> Text:

In the related art, in an item value extraction method for a semi-fixed-format form, an extraction rule of an item value is created based on a correspondence between an item name and an item value. However, the item name (keyword) corresponding to the item value to be extracted is determined through observation of the semi-fixed-format form by a skilled engineer or the like. In contrast, in the present embodiment, the item keywords for extracting (identifying) the item value is automatically determined by the item keyword determination unit 56. This thus omits the user's work for manually determining the item keyword and reduces the work load of the user.
The feature generation unit 57 generates a feature quantity of each item value candidate for the extraction target item in a training image. The feature generation unit 57 generates a feature quantity of an item value candidate, based on positional relationships between the item value candidate and a plurality of item keywords for the extraction target item in a training image. The feature generation unit 57 generates a feature quantity of the item value candidate in each training image. In a training process (described below), a feature quantity of each item value candidate is used as a feature quantity for extracting an item value (input of a trained model).
The feature generation unit 57 generates a feature quantity of an item value candidate, based on information (hereinafter, referred to as “positional relationship information”) indicating positional relationships between the item value candidate and a plurality of item keywords of the extraction target item in a training image. The positional relationship information to be used is information indicating a distance between the item value candidate and each item keyword and information indicating a direction from one of the item value candidate and each item keyword toward the other. In the present embodiment, as the positional relationship information, a distance (mm) between the item value candidate and each item keyword in a training image and an angle (point-to-point angle) (deg) of a vector from the item keyword toward the item value candidate in the training image are used.
Note that similarly to the point-to-point angle between the ground truth definition value and each item keyword candidate described above, the point-to-point angle between the item value candidate and each item keyword is not limited to an angle relative to the horizontal right direction and may be an angle of a vector from the item value candidate toward each item keyword. In calculation of the distance and the point-to-point angle between the item value candidate and each item keyword, any point in an area of the item value candidate and any point in an area of the item keyword in the training image may be used. The feature generation unit 57 generates, for each extraction target item, a positional relationship information list that stores the positional relationship information.

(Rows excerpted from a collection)
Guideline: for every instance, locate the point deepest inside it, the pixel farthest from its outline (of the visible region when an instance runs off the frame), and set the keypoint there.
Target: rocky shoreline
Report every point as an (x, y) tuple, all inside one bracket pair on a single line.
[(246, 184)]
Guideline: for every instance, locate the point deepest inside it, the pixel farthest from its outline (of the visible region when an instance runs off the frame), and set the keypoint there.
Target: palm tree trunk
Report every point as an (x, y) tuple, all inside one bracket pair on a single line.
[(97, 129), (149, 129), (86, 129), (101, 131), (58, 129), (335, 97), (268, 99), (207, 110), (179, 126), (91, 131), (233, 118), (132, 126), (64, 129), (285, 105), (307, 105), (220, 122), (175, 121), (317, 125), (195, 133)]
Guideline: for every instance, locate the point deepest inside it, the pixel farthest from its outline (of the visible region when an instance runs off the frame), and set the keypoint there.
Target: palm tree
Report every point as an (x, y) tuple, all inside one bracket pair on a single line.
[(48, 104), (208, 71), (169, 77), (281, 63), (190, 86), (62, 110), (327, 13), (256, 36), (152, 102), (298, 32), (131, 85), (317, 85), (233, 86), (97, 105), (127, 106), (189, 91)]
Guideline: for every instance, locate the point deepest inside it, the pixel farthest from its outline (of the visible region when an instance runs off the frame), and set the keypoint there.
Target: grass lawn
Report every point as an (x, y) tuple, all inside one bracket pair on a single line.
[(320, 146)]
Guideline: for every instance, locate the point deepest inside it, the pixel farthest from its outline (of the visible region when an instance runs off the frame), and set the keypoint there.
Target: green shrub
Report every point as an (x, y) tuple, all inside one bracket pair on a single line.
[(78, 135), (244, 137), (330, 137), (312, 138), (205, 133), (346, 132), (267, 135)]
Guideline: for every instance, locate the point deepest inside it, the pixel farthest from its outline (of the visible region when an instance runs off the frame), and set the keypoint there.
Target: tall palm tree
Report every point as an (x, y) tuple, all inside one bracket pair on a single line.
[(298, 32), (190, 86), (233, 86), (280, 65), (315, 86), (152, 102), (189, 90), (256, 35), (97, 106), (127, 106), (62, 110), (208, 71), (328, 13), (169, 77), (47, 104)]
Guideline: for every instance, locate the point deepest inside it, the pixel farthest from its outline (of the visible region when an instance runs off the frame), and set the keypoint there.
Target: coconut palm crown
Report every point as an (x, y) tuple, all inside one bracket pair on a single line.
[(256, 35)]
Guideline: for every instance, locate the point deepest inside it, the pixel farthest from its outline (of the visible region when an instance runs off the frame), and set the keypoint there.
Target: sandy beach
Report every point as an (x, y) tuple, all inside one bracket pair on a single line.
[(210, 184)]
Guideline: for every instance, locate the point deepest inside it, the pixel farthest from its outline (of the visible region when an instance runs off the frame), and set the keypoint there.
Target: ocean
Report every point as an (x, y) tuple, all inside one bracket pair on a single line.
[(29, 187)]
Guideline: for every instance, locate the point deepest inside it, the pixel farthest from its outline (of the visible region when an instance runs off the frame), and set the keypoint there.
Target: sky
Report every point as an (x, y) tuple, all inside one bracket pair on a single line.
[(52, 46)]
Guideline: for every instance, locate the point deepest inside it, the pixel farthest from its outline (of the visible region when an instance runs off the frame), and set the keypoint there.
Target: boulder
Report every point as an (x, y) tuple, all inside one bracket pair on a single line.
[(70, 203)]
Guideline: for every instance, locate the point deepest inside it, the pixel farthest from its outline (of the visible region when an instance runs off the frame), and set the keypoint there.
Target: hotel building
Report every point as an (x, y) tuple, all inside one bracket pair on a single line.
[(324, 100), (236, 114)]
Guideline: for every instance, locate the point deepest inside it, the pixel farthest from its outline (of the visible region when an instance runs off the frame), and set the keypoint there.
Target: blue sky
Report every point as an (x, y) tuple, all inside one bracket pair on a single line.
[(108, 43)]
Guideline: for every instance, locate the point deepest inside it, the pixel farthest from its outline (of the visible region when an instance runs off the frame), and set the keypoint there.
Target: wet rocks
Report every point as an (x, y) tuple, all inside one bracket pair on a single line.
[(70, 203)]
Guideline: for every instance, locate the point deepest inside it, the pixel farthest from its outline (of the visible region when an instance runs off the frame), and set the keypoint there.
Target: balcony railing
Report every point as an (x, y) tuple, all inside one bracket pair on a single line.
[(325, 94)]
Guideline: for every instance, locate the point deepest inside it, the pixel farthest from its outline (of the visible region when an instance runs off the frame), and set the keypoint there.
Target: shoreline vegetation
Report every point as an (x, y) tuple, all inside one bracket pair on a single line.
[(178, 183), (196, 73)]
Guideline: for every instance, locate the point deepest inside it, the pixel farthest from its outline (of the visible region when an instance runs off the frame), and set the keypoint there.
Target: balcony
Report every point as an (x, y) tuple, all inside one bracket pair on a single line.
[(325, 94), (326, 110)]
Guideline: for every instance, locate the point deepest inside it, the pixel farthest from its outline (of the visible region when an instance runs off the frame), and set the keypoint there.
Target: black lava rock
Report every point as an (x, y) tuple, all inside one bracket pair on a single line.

> Work instructions:
(A) Swap "palm tree" for "coconut palm" in everything from the first of the rows down to the line containing "106), (189, 91)]", and give those lines back with nothing else changed.
(B) Carry on the passage about item value extraction from where it stops.

> Outputs by task:
(A)
Guideline: for every instance, locate the point deepest inside it, the pixel farthest from its outline (of the visible region when an instance runs off the frame), and set the keypoint there.
Target: rocky shoreline
Report every point as an (x, y) tuple, all inside one bracket pair on a single line.
[(246, 184)]
Guideline: for every instance, locate the point deepest inside it, the pixel farthest from its outline (of the visible region when an instance runs off the frame), and set the keypoint there.
Target: coconut palm trunk
Report every point as an (x, y) tuple, all inside one bracket pair on a single line.
[(97, 129), (149, 129), (86, 129), (101, 131), (58, 129), (335, 97), (268, 99), (207, 110), (179, 126), (91, 131), (233, 118), (132, 126), (64, 129), (285, 105), (307, 105), (220, 122), (175, 121), (317, 125), (195, 133)]
Guideline: for every instance, locate the point deepest inside it, the pixel farthest from its outline (of the visible region when an instance runs off the frame), and set the keypoint there.
Target: coconut palm
Report every point as an (x, y) tuple, all inside one bracket pair on a single line.
[(48, 104), (208, 71), (169, 77), (281, 63), (190, 86), (62, 110), (327, 13), (256, 36), (152, 102), (298, 32), (131, 85), (317, 85), (233, 86), (97, 105), (127, 106), (189, 91)]

(B)
Note that units of the positional relationship information (distance and point-to-point angle) are not limited to units (“mm” and “deg”) illustrated in
Based on the extracted positional relationship information (distance and point-to-point-to-point angle between the item value candidate and each item keyword), the feature generation unit 57 generates feature quantities (a distance feature quantity and a direction feature quantity) of the item value candidate. In the present embodiment, the feature generation unit 57 converts the distance and the point-to-point angle into the distance feature quantity and the direction feature quantity, respectively, in accordance with a probability of the item value candidate and each item keyword being related (correlated) with each other (of the item keyword being an effective keyword related to the item value candidate). This enables the feature quantities according to the strength of the relationship between the item value candidate and the item keyword to be learned, and thus enables extraction of the item value with a higher accuracy.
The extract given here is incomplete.